### EXCERPT PROVIDED ###

For this example, assume pairs of data $(x_i, y_i) \in (\mathbb{R}, \mathbb{R})$ are generated from the model $y_i = f^\ast(x_i) + \epsilon_i $. Each $\epsilon_i$ is independently drawn from a Gaussian distribution with mean 0 and standard deviation $\sigma$. For these examples, we will fix $\sigma = 0.1$ and $f^*(x) = 3 x^3 - x$, and we assume each $x_i$ is drawn from a uniform distribution between 0 and 1.

The code below generates a scatter plot of 10 datapoints drawn from this distribution.

In [4]:

import numpy as np
import matplotlib.pyplot as plt

sigma = 0.1

def f_star(x):
    return 3 * x**3 - x

def make_data(N):
    """Generates N pairs of data according to y = f*(x) + epsilon"""
    x = np.random.rand(N)
    noise = sigma * np.random.randn(N)
    y = f_star(x) + noise
    return (x, y)

# Generate data:
exampleData = make_data(10)

# Plot f_star:
domainSamples = np.linspace(0, 1)
plt.plot(domainSamples, f_star(domainSamples), 'r')

### RECORDED DATA ###

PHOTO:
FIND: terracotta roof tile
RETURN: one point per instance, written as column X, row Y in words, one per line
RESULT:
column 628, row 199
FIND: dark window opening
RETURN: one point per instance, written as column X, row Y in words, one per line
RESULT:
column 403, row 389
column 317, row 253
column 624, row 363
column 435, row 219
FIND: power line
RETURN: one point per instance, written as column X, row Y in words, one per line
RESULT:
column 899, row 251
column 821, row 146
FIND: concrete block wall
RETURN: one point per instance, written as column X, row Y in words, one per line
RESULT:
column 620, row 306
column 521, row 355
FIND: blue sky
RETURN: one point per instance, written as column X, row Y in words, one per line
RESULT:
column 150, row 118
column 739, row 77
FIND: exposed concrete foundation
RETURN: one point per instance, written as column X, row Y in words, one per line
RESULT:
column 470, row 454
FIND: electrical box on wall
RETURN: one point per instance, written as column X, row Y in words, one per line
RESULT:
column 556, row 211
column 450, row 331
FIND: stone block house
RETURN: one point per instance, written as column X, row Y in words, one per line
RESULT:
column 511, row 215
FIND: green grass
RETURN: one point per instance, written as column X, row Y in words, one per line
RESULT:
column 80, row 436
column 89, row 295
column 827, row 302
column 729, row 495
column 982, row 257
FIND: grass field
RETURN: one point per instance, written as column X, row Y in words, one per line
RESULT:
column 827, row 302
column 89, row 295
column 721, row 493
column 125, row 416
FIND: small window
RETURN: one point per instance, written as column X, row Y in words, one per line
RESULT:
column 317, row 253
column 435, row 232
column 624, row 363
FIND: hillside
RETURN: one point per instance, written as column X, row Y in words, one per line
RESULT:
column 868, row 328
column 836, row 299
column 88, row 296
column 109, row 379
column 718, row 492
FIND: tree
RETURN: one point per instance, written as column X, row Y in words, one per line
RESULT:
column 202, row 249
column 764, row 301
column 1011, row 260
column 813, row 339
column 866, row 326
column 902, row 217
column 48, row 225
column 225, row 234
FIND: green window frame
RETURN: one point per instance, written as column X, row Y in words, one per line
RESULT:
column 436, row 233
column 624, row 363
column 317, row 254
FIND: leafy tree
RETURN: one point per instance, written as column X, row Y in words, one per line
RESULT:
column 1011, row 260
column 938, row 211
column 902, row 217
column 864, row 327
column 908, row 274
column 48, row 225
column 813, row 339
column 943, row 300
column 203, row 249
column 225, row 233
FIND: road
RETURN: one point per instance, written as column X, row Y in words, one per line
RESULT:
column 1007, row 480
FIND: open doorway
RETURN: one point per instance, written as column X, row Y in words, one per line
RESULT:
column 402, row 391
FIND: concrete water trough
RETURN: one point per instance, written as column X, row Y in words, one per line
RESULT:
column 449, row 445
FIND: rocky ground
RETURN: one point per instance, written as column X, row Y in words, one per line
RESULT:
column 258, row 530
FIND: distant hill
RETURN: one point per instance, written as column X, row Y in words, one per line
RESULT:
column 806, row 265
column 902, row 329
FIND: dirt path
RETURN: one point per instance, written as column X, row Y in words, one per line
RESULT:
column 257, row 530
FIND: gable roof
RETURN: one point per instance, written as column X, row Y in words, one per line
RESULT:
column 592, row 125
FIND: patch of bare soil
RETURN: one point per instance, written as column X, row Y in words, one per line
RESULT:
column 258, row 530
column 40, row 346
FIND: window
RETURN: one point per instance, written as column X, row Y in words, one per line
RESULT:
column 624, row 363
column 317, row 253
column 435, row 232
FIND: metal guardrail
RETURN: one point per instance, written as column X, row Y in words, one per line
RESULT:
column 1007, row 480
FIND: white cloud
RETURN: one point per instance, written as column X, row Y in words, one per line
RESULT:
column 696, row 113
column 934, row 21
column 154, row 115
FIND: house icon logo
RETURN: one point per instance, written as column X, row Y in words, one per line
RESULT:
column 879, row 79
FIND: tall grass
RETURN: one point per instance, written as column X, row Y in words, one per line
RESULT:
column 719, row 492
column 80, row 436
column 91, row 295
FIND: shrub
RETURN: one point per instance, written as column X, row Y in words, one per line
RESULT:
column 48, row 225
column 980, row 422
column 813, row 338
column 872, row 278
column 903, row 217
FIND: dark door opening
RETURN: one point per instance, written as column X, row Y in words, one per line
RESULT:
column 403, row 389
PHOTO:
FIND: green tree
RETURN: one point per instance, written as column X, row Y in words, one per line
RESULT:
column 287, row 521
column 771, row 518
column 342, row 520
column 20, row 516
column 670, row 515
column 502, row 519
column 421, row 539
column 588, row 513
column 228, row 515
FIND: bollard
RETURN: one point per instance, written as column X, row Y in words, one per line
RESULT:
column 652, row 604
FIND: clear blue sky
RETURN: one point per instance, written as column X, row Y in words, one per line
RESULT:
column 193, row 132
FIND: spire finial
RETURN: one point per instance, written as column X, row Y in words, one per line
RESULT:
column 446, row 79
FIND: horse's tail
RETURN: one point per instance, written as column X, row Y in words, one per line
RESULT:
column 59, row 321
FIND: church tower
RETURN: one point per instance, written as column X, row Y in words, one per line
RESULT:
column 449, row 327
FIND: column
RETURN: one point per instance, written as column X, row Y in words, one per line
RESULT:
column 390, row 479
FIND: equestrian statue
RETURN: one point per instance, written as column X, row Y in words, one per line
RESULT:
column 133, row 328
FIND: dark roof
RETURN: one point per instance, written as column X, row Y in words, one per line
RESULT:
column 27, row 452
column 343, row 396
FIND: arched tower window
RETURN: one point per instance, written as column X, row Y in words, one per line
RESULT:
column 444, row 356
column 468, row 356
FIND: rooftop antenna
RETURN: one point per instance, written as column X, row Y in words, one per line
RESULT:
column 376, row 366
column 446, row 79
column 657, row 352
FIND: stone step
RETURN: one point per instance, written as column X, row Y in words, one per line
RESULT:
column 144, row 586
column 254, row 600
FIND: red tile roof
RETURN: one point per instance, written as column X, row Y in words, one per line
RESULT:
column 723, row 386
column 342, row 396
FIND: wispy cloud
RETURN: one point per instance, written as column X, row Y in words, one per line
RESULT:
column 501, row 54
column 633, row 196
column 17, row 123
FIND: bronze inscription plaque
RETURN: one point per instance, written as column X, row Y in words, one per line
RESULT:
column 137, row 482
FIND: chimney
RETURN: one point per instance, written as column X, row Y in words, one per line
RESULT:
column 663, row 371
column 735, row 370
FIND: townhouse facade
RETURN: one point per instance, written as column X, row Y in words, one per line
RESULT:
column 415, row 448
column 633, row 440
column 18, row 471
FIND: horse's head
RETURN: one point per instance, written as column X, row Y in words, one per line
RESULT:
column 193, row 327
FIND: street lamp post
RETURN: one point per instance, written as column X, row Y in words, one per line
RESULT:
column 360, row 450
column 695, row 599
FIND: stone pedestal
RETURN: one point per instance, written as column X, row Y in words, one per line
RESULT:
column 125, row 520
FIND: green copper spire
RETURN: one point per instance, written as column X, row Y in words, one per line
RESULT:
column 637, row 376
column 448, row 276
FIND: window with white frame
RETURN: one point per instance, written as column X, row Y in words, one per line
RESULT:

###

REQUIREMENTS:
A. In the data-generation excerpt, what distribution is each x_i drawn from?
B. Reproduce the part of the data-generation excerpt that begins at the words "For this example, assume" and stops after "between 0 and 1.".
The items are not needed here.

RESPONSES:
A. A uniform distribution between 0 and 1.

B.
For this example, assume pairs of data $(x_i, y_i) \in (\mathbb{R}, \mathbb{R})$ are generated from the model $y_i = f^\ast(x_i) + \epsilon_i $. Each $\epsilon_i$ is independently drawn from a Gaussian distribution with mean 0 and standard deviation $\sigma$. For these examples, we will fix $\sigma = 0.1$ and $f^*(x) = 3 x^3 - x$, and we assume each $x_i$ is drawn from a uniform distribution between 0 and 1.